PASSAGE =
####################
NOTES TO CONSOLIDATED FINANCIAL STATEMENTS — (Continued)
      The following table summarizes information regarding stock options outstanding and exercisable as of October 31, 2004:
                                         
        Options Outstanding   Options Exercisable
             
        Weighted-Average        
        Remaining   Weighted-Average       Weighted-Average
Range of Exercise Prices   Number   Contractual Life   Exercise Price   Number   Exercise Price
                     
$2.88 - $3.51
    121,500       6.64     $ 3.12       94,625     $ 3.12  
$3.62 - $3.63
    154,250       8.04     $ 3.62       37,775     $ 3.63  
$3.81 - $3.98
    204,625       7.57     $ 3.95       82,875     $ 3.93  
$4.00 - $4.18
    74,250       6.21     $ 4.08       53,500     $ 4.07  
$4.29 - $5.29
    415,500       9.11     $ 5.00       231,125     $ 4.87  
                               
      970,125       8.08     $ 4.25       499,900     $ 4.20  
                               
Restricted Stock Plan
      On October 4, 2001, the Company adopted the 2001 Restricted Stock Plan (the “2001 Plan”). Under the 2001 Plan, the Company authorized the granting of restricted stock to employees who are not officers or directors, consultants, and independent contractors. The Company has reserved 50,000 shares of common stock for grant under the 2001 Plan, which included 18,500 shares and 400 shares granted on October 4, 2001 and June 30, 2002, respectively. Based on the market price of the Company’s shares at that date, compensation expense of $1,000 was recorded on June 30, 2002.
####################
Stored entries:

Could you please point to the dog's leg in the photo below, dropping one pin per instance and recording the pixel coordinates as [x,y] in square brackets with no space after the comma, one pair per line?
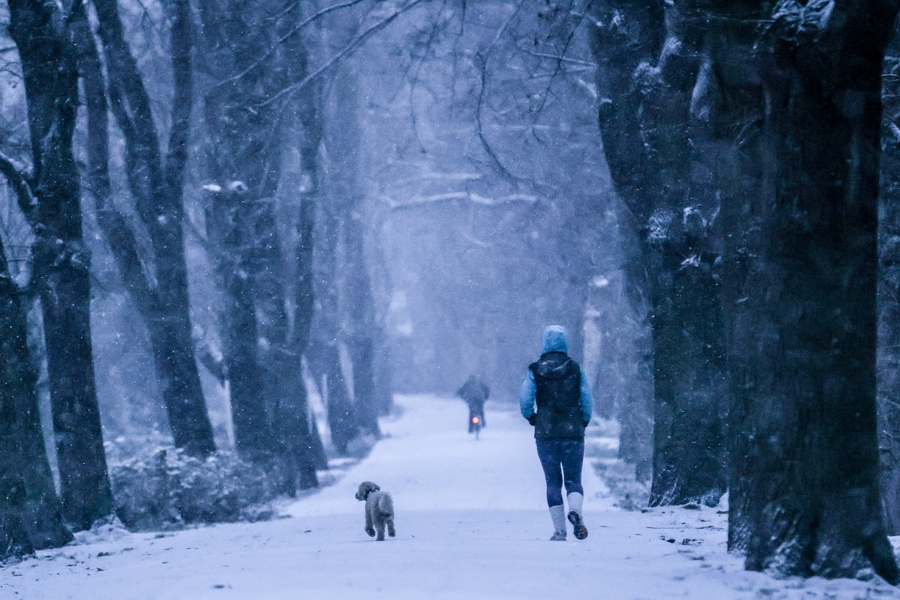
[369,529]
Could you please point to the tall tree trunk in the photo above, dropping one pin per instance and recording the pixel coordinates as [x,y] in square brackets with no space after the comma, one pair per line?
[803,345]
[251,57]
[30,512]
[156,184]
[357,305]
[889,290]
[61,262]
[651,136]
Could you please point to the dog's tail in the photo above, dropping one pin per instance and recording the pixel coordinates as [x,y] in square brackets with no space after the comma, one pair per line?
[386,505]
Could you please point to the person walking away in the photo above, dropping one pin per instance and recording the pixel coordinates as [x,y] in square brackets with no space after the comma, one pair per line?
[475,392]
[556,399]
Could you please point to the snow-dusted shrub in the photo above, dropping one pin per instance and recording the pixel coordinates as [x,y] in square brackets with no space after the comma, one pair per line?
[170,489]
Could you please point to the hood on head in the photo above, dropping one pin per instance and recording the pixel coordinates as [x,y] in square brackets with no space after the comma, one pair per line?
[554,340]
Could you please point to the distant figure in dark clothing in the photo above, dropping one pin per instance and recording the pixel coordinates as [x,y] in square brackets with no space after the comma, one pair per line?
[556,399]
[475,392]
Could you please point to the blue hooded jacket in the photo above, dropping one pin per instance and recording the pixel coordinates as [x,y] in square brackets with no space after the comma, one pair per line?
[554,340]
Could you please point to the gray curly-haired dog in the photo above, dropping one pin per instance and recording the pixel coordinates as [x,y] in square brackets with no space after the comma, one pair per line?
[379,509]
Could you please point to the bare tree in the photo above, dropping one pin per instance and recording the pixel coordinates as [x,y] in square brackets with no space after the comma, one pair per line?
[30,512]
[159,289]
[61,262]
[650,73]
[797,112]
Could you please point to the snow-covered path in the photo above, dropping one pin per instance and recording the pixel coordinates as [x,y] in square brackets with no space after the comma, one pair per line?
[471,524]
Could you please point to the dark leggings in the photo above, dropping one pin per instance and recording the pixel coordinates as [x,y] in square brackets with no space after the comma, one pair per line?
[562,459]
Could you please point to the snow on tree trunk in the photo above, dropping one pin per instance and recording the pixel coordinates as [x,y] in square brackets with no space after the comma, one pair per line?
[61,261]
[156,184]
[30,512]
[649,69]
[798,114]
[889,290]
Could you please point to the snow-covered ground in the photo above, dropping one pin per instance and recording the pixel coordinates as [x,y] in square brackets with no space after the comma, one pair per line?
[471,523]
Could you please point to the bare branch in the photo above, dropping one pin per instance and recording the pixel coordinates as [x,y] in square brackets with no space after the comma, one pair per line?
[349,48]
[283,39]
[17,175]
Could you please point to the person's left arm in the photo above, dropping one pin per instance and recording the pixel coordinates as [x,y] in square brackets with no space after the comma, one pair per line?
[587,399]
[527,396]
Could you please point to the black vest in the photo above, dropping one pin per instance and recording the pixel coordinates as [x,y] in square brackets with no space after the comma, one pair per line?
[558,381]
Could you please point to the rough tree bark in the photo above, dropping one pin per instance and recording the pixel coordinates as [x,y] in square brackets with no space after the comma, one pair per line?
[798,90]
[30,512]
[156,184]
[649,68]
[889,290]
[345,195]
[61,261]
[250,56]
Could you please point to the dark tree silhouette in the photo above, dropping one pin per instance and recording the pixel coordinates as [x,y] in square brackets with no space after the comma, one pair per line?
[30,512]
[797,91]
[61,261]
[156,184]
[650,66]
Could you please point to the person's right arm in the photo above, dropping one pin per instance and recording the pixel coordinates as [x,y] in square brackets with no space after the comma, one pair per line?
[527,396]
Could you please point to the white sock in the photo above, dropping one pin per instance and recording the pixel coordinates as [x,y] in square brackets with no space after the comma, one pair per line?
[558,514]
[575,502]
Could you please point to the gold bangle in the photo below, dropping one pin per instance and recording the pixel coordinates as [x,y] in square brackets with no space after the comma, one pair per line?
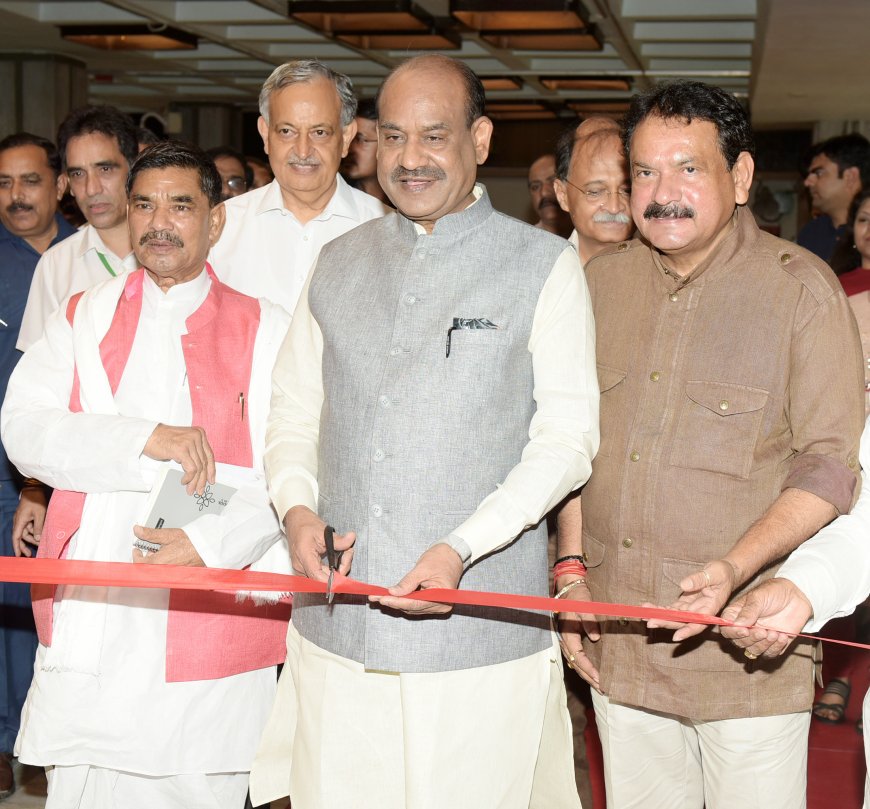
[570,586]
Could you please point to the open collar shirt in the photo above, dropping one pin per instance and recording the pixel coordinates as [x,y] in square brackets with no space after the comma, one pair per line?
[266,252]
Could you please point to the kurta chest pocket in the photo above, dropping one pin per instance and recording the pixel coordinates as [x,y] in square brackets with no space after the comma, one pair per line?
[468,342]
[612,387]
[718,427]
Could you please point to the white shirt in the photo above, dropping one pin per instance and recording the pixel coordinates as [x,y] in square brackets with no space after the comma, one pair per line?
[832,569]
[70,266]
[563,432]
[125,716]
[264,251]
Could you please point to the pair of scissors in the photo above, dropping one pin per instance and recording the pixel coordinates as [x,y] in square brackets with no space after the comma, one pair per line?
[332,560]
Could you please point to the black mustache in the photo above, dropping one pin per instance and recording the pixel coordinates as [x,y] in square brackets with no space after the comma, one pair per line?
[161,236]
[670,211]
[425,173]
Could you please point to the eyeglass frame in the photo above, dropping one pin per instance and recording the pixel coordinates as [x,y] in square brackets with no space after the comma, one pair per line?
[597,196]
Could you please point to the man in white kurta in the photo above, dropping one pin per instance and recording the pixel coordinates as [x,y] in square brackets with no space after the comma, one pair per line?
[825,578]
[385,431]
[273,234]
[100,714]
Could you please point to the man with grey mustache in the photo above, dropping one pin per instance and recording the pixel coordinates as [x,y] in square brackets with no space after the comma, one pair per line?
[592,186]
[731,409]
[273,234]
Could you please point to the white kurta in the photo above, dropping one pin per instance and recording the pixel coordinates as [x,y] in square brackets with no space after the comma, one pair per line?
[266,252]
[125,716]
[73,265]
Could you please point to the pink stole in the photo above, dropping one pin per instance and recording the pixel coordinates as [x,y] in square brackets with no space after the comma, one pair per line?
[209,634]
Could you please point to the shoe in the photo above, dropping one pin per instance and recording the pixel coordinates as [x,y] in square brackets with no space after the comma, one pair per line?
[7,777]
[833,712]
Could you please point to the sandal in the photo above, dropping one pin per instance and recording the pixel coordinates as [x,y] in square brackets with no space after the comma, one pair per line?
[834,712]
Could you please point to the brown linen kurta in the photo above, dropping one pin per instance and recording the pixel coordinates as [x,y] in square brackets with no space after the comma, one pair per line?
[718,391]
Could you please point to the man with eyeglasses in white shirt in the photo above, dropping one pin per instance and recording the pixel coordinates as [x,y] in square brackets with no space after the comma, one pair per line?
[592,186]
[273,234]
[97,145]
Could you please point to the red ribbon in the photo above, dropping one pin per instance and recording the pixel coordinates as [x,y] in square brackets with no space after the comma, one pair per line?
[126,574]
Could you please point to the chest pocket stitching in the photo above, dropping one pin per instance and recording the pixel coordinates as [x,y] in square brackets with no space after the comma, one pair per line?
[722,435]
[737,398]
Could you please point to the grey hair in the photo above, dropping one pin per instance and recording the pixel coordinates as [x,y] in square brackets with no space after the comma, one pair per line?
[305,70]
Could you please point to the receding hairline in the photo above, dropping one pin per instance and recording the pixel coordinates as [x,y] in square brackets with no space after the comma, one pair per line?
[597,142]
[430,64]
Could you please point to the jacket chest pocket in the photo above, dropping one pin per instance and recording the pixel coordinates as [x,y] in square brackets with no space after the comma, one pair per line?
[718,428]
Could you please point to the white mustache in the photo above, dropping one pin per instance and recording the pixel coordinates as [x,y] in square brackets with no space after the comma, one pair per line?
[607,218]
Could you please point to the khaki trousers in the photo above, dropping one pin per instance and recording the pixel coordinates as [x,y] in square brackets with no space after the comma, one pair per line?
[663,761]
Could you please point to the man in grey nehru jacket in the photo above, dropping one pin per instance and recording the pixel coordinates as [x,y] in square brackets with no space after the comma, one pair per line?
[436,396]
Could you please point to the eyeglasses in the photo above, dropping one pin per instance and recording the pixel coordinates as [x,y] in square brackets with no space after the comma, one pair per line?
[598,196]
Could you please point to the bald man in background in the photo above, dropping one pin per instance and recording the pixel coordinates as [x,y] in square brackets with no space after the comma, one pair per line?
[593,187]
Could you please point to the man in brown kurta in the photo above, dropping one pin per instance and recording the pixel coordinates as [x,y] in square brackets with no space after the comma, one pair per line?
[731,408]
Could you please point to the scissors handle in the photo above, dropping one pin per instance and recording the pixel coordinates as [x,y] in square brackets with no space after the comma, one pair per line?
[331,560]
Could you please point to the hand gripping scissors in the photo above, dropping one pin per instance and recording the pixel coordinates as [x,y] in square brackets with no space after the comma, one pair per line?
[332,560]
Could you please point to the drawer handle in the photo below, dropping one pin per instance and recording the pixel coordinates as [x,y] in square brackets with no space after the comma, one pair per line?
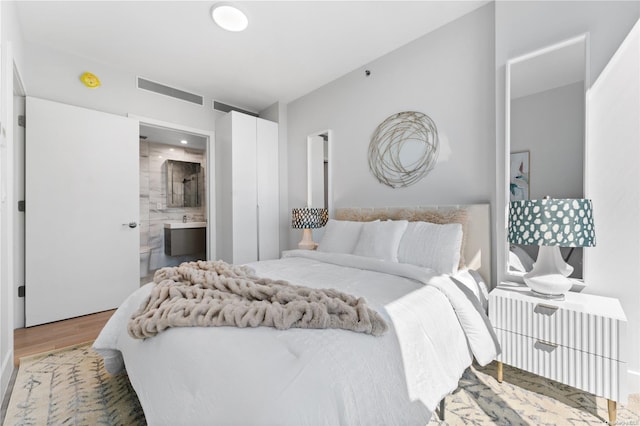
[545,306]
[545,346]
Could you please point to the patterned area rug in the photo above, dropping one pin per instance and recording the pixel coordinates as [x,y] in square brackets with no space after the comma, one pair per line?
[526,399]
[71,386]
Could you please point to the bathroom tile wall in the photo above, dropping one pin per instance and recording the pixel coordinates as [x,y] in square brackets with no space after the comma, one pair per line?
[153,199]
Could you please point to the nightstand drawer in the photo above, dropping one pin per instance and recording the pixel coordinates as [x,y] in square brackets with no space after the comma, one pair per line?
[592,373]
[567,324]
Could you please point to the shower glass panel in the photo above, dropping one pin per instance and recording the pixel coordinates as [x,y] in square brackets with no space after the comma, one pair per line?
[184,184]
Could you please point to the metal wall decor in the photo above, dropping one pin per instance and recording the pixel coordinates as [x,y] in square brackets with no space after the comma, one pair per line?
[403,149]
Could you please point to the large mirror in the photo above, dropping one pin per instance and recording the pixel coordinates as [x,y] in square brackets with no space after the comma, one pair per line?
[545,135]
[185,184]
[318,170]
[318,174]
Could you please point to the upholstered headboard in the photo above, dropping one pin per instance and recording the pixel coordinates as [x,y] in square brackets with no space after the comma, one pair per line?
[475,220]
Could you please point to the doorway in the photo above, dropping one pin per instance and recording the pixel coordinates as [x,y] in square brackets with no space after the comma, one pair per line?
[165,149]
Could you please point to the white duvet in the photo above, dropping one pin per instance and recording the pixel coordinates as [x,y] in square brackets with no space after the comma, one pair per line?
[264,376]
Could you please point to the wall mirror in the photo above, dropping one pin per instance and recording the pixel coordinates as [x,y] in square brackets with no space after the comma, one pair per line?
[318,174]
[545,135]
[318,170]
[184,184]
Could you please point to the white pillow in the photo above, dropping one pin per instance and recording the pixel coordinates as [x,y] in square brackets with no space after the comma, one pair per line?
[380,240]
[432,246]
[340,236]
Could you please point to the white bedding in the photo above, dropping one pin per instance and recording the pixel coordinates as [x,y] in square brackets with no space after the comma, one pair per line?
[264,376]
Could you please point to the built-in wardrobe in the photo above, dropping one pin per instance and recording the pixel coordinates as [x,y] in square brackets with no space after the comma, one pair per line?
[246,188]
####################
CHALLENGE = Translate this sentence from the financial statement notes into Spanish: "On October 4, 2001, the Company adopted the 2001 Restricted Stock Plan (the “2001 Plan”)."

EXERCISE RESULT = El 4 de octubre de 2001, la Compañía adoptó el Plan de Acciones Restringidas de 2001 (el “Plan de 2001”).